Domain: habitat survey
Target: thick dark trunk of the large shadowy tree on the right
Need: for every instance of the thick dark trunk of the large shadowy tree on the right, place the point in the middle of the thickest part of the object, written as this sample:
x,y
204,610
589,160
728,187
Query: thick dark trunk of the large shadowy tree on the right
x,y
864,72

★ ★ ★ ★

# [Activity]
Give the complete listing a second time, exactly as it reads.

# [Task answer]
Domain: habitat survey
Target: thick dark trunk of the large shadowy tree on the right
Need: for every instance of the thick dark trunk of the large shadowy tree on the right, place the point in the middle of the thickest part of the object, written as this sample:
x,y
204,610
589,160
728,187
Query: thick dark trunk of the large shadowy tree on the right
x,y
864,72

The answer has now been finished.